Passage provided:
######

Their annual letter is not without a few ‘whacks’, highlighting some of the excesses and unfortunate trends that emerge in markets from time to time. For instance, in his 2021 missive Buffett highlights the trend away from ‘old-fashioned’ measures of earnings or profits that come after interest tax, depreciation and all forms of remuneration.

He says “deceptive adjustments to earnings have become both more frequent and more fanciful as stocks have risen” in reference to the many unique reports and valuation assessments used on modern-day technology companies. But once again, the letter was all about Buffett’s powerful compounding machine.

  • The cover page says it all: Berkshire has delivered a return of 3,641,613 per cent since 1965, compared to the more modest 30,209 per cent for the S&P500. Just a few short years ago Buffett’s entire method was being questioned on a regular basis, but returns are clearly roaring back.

######

Data shown:

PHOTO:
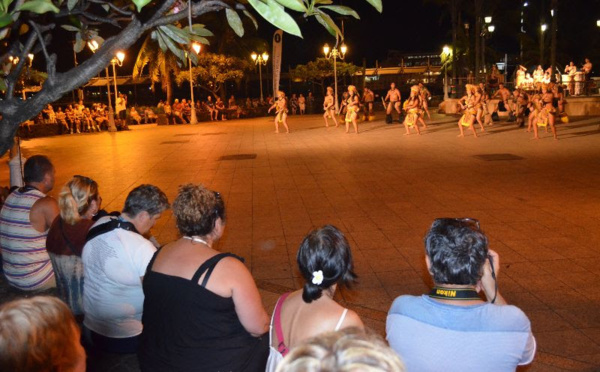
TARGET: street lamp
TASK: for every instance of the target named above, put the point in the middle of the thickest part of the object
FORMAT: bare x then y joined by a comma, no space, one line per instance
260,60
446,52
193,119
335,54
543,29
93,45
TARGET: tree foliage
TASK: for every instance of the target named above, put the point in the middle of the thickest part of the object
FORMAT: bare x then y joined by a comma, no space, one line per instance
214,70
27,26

######

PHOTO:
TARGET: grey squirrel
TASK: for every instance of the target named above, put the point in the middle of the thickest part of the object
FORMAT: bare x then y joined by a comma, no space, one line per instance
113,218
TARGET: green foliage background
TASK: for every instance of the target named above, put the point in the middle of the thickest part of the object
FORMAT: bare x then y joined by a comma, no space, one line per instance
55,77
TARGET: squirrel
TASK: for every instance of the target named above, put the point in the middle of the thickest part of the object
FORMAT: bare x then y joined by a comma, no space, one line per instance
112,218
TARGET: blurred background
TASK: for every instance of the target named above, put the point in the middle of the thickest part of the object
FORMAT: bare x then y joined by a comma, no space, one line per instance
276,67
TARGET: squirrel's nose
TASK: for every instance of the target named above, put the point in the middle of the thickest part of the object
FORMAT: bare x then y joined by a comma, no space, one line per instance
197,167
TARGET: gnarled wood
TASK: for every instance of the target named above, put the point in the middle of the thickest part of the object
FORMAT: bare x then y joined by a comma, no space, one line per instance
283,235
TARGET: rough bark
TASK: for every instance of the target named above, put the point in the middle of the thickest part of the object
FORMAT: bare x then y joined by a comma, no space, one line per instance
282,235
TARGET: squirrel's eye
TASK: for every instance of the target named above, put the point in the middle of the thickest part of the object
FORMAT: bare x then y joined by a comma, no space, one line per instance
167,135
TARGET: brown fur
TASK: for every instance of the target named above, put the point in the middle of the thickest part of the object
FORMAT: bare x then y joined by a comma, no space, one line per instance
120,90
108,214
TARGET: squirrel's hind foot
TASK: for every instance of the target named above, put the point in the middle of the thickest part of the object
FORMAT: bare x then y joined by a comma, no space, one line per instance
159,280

######

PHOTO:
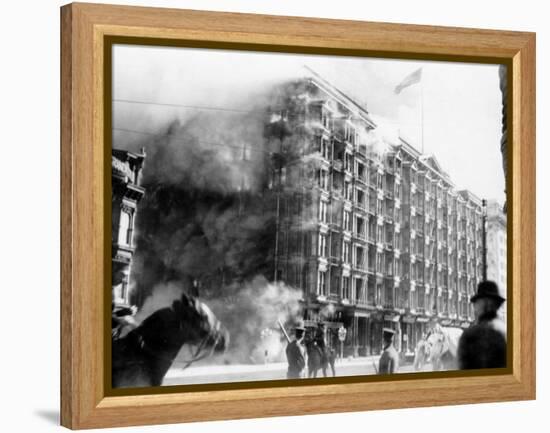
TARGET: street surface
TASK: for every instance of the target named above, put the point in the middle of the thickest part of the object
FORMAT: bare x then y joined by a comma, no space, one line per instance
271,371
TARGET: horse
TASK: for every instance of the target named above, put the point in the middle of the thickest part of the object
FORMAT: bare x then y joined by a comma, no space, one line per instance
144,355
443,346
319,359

######

Tasks to perform:
(1) Summarize the passage on Buffett's annual letter in two sentences.
(2) In one or two sentences, explain what Buffett's remark about "deceptive adjustments to earnings" refers to, according to the passage on Buffett's annual letter.
(3) The passage on Buffett's annual letter describes old-fashioned measures of earnings or profits as coming after certain costs. List all of those costs.
The records have nothing to do with the text.

Replies:
(1) Buffett's 2021 letter criticizes the move away from old-fashioned earnings measures and says deceptive adjustments to earnings have become more frequent and more fanciful as stocks have risen. Mostly, though, the letter centers on Berkshire's compounding, with a return of 3,641,613 per cent since 1965 against 30,209 per cent for the S&P500.

(2) The remark refers to the many unique reports and valuation assessments used on modern-day technology companies. Buffett says such adjustments have become more frequent and more fanciful as stocks have risen.

(3)
- Interest
- Tax
- Depreciation
- All forms of remuneration